+++ RECORD EXCERPTS
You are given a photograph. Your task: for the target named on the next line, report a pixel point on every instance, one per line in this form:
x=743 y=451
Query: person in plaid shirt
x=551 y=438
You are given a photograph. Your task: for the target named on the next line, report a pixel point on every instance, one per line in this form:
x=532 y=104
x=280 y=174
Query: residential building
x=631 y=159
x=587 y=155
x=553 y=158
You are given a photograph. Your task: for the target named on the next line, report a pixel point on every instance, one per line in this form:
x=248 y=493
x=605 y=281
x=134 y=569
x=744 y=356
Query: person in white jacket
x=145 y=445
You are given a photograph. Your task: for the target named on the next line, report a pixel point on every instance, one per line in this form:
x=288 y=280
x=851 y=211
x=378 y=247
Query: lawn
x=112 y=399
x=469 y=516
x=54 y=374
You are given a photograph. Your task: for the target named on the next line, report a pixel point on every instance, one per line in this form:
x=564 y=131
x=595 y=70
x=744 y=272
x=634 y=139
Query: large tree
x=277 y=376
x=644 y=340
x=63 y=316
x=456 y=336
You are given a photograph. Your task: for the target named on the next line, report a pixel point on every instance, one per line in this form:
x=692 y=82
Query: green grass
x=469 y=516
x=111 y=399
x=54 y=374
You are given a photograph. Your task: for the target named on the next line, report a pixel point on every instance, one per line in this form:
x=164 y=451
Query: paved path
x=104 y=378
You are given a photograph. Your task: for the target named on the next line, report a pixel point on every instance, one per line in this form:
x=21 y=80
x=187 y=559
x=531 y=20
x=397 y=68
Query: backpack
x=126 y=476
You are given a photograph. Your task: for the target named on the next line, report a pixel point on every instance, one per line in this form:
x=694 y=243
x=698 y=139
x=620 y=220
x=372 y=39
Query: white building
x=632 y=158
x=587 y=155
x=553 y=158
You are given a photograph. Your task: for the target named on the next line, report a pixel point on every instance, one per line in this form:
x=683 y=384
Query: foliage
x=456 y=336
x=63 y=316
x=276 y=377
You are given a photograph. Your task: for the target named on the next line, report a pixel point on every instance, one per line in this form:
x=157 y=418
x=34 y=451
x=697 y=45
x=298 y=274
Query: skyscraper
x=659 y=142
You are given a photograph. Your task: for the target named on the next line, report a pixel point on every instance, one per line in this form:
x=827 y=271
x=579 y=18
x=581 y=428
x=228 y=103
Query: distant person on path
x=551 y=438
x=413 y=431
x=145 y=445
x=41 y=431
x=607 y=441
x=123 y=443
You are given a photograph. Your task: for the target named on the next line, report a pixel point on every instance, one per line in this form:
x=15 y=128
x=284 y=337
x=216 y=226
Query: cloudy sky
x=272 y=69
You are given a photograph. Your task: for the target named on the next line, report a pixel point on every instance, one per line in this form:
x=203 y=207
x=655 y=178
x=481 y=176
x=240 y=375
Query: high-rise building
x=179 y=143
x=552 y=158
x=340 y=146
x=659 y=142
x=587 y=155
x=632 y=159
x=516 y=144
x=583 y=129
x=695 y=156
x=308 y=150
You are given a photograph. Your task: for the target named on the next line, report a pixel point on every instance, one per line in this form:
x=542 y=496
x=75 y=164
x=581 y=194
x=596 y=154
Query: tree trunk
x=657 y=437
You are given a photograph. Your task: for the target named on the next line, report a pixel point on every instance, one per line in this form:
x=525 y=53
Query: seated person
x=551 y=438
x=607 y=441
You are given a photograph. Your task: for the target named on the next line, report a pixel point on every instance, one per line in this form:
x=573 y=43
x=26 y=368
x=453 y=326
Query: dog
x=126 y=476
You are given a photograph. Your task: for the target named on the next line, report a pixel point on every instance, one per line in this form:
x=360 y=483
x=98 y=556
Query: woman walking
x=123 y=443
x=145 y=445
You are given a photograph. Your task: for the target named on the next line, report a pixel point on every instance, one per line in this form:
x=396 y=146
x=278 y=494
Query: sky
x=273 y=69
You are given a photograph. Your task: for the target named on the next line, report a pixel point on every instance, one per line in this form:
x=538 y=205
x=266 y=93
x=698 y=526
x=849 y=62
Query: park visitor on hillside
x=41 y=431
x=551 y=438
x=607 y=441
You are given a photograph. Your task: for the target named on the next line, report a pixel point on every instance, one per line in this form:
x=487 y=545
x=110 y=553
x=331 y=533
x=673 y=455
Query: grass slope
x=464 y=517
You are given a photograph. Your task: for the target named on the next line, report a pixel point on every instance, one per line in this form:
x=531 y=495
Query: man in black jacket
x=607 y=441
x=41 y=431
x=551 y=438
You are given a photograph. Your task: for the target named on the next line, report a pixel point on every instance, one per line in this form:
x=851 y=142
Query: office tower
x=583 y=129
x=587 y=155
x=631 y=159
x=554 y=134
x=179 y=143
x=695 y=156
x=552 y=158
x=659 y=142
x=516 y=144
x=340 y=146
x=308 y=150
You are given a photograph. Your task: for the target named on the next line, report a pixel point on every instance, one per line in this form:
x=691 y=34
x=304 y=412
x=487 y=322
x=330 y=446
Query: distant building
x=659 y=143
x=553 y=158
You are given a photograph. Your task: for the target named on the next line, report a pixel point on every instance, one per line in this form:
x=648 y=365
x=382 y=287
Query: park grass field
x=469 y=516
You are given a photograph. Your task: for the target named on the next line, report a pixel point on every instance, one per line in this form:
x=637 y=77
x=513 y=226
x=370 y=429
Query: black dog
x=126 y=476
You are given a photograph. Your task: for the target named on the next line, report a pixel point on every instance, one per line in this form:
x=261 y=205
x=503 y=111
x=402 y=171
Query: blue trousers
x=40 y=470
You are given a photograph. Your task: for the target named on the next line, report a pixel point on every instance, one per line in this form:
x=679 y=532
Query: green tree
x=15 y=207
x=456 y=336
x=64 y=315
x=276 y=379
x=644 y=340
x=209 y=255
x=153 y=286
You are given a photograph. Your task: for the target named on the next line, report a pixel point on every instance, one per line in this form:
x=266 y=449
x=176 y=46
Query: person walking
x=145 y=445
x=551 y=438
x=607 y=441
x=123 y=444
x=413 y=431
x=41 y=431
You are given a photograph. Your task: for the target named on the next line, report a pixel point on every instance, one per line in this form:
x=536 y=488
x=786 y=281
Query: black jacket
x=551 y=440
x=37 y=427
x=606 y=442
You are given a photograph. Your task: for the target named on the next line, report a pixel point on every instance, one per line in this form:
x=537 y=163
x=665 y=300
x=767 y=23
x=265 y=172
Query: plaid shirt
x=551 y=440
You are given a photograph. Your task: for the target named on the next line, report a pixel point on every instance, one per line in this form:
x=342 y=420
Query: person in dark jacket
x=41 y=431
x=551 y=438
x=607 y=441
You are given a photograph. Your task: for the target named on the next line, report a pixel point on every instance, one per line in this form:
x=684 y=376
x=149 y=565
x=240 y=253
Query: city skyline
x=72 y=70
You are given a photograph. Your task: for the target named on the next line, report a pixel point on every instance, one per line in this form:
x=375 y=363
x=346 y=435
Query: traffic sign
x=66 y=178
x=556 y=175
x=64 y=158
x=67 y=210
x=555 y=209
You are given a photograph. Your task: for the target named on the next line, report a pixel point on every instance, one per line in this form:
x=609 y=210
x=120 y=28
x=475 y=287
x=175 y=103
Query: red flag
++++++
TASK OBJECTIVE:
Would you give the material above again, complete and exact?

FINAL RESULT:
You are given a photograph. Your task: for the target named on the next line, report a pixel point on every instance, one per line in this form:
x=743 y=451
Query: person in plaid shirt
x=551 y=438
You are given a photograph. Your task: for the target named on the next line, report a pixel point on every instance, one per line in this form:
x=532 y=104
x=280 y=174
Query: residential building
x=631 y=159
x=587 y=155
x=553 y=158
You are given a photograph. Your task: for the target named on the next line, report a pixel point on every instance, one per line in this form:
x=248 y=493
x=605 y=281
x=134 y=569
x=744 y=356
Query: person in white jacket
x=145 y=445
You are given a photograph. Your task: for the target named on the next line, report a pixel point on every instance, one per line in this form:
x=288 y=280
x=851 y=211
x=378 y=247
Query: lawn
x=112 y=399
x=469 y=516
x=54 y=374
You are given a photograph. Your task: for the target named on the next line, report a pixel point on every instance, one per line in this form:
x=564 y=131
x=595 y=70
x=744 y=272
x=634 y=139
Query: large tree
x=277 y=376
x=644 y=340
x=63 y=316
x=456 y=336
You are given a photograph. Your task: for the target named on the next line, report a pixel point on every instance, one per line in this form:
x=692 y=82
Query: green grass
x=469 y=516
x=111 y=399
x=54 y=374
You are given a photograph. Your task: for the target named on the next line, report a pixel point on every instance, one per line in this form:
x=164 y=451
Query: paved path
x=104 y=378
You are given a photograph. Your task: for the target named on the next line, report a pixel point on every instance, one per line in this form:
x=21 y=80
x=187 y=559
x=531 y=20
x=397 y=68
Query: backpack
x=126 y=476
You are given a photograph. Your task: for the target named on the next line, report a pixel point on every instance, one per line in this form:
x=694 y=243
x=698 y=139
x=620 y=220
x=372 y=39
Query: white building
x=632 y=158
x=587 y=155
x=553 y=158
You are given a photograph. Your task: for the target named on the next line, report a pixel point on every instance, one per line in this form:
x=683 y=384
Query: foliage
x=456 y=336
x=63 y=316
x=276 y=377
You are given a photograph. Your task: for the target named on the next line, report a pixel point on every instance, one per line in this form:
x=157 y=418
x=34 y=451
x=697 y=45
x=298 y=274
Query: skyscraper
x=659 y=142
You are given a photograph. Your task: for the target named on the next line, report a pixel point on every instance, one per line in this form:
x=827 y=271
x=579 y=18
x=581 y=428
x=228 y=103
Query: distant person on path
x=551 y=438
x=413 y=431
x=145 y=445
x=41 y=431
x=607 y=441
x=123 y=443
You are given a photograph. Your task: for the target named on the next line, report a pixel point on every instance, one per line in this form:
x=15 y=128
x=284 y=337
x=216 y=226
Query: cloudy sky
x=272 y=69
You are given a photograph. Your task: for the target named on the next line, report a pixel point on every instance, one per line in this form:
x=203 y=207
x=655 y=178
x=481 y=176
x=240 y=375
Query: high-rise building
x=179 y=143
x=552 y=158
x=340 y=146
x=659 y=142
x=587 y=155
x=632 y=159
x=516 y=144
x=583 y=129
x=695 y=156
x=308 y=150
You are given a photograph. Your task: for the target named on the next line, report a pixel point on every instance, one per line in this form:
x=542 y=496
x=75 y=164
x=581 y=194
x=596 y=154
Query: tree trunk
x=657 y=437
You are given a photograph. Your task: for the target named on the next line, report a pixel point on every instance, one per line in this form:
x=525 y=53
Query: seated person
x=551 y=438
x=607 y=441
You are given a photograph. Your task: for the target named on the next line, report a pixel point on every instance, one per line in this form:
x=573 y=43
x=26 y=368
x=453 y=326
Query: dog
x=126 y=476
You are given a photograph. Your task: for the target named on the next line, report a pixel point on every instance, one per line in this form:
x=360 y=483
x=98 y=556
Query: woman walking
x=123 y=443
x=145 y=445
You are given a photograph. Your task: for the target named on the next line, report a pixel point on every instance, one per line in this form:
x=396 y=146
x=278 y=494
Query: sky
x=273 y=69
You are given a photograph. Your task: for the target named on the next line, report a pixel point on every instance, one per line in this form:
x=538 y=205
x=266 y=93
x=698 y=526
x=849 y=62
Query: park visitor on hillside
x=41 y=431
x=551 y=438
x=607 y=441
You are given a photograph. Your task: for the target named on the next line, report a pixel point on every instance, one per line in this form:
x=487 y=545
x=110 y=553
x=331 y=533
x=673 y=455
Query: grass slope
x=464 y=517
You are given a photograph. Your task: for the target named on the next line, report a pixel point on every instance, one per line in this form:
x=531 y=495
Query: man in black jacket
x=607 y=441
x=41 y=431
x=551 y=438
You are given a photograph. Your task: for the target named on the next line, report a pixel point on every instance, one per line in this form:
x=851 y=142
Query: office tower
x=583 y=129
x=587 y=155
x=631 y=159
x=554 y=134
x=179 y=143
x=695 y=156
x=552 y=158
x=659 y=142
x=516 y=144
x=340 y=146
x=308 y=150
You are given a photograph. Your task: for the target named on the next line, report a pixel point on every instance, one per line in this form:
x=691 y=34
x=304 y=412
x=487 y=322
x=330 y=446
Query: distant building
x=659 y=143
x=553 y=158
You are given a photograph. Your task: for the target named on the next line, report a pixel point on every instance, one per line in this form:
x=648 y=365
x=382 y=287
Query: park grass field
x=469 y=516
You are given a photograph. Your task: for the target named on the next line, report a pixel point on every instance, one per line in this form:
x=637 y=77
x=513 y=226
x=370 y=429
Query: black dog
x=126 y=476
You are given a photograph. Your task: for the target named on the next line, report a pixel point on every instance, one per line in this form:
x=261 y=205
x=503 y=111
x=402 y=171
Query: blue trousers
x=40 y=470
You are given a photograph. Your task: for the target named on the next line, report a pixel point on every instance, one per line in this form:
x=679 y=532
Query: green tree
x=15 y=207
x=456 y=336
x=64 y=315
x=276 y=379
x=644 y=340
x=209 y=255
x=153 y=286
You are given a photograph. Your task: for the target named on the next line, report a pixel point on every instance, one per line in this form:
x=266 y=449
x=176 y=46
Query: person walking
x=145 y=445
x=551 y=438
x=607 y=441
x=123 y=444
x=413 y=431
x=41 y=431
You are given a photograph. Your task: for the target named on the next line, report a pixel point on every instance, one per line in this form:
x=536 y=488
x=786 y=281
Query: black jacket
x=551 y=440
x=37 y=427
x=606 y=442
You are given a photograph. Your task: for the target named on the next line, report a pixel point on every instance, one per line in this form:
x=537 y=163
x=665 y=300
x=767 y=23
x=265 y=172
Query: plaid shirt
x=551 y=440
You are given a photograph. Your task: for the target named on the next line, report a pixel point on every instance, one per line in this form:
x=342 y=420
Query: person in dark jacket
x=41 y=431
x=551 y=438
x=607 y=441
You are given a photograph. Your task: for the target named on the next line, report a pixel point on every instance, one per line in this form:
x=684 y=376
x=149 y=565
x=240 y=253
Query: city skyline
x=72 y=70
You are given a photograph. Your task: for the target named on the next line, report a pixel point on every instance, one per line in this form:
x=375 y=363
x=346 y=435
Query: traffic sign
x=66 y=178
x=556 y=175
x=64 y=158
x=67 y=210
x=555 y=209
You are given a photograph. Your task: for the target named on the next line, report a pixel point on every instance, one per line in this form:
x=609 y=210
x=120 y=28
x=475 y=287
x=175 y=103
Query: red flag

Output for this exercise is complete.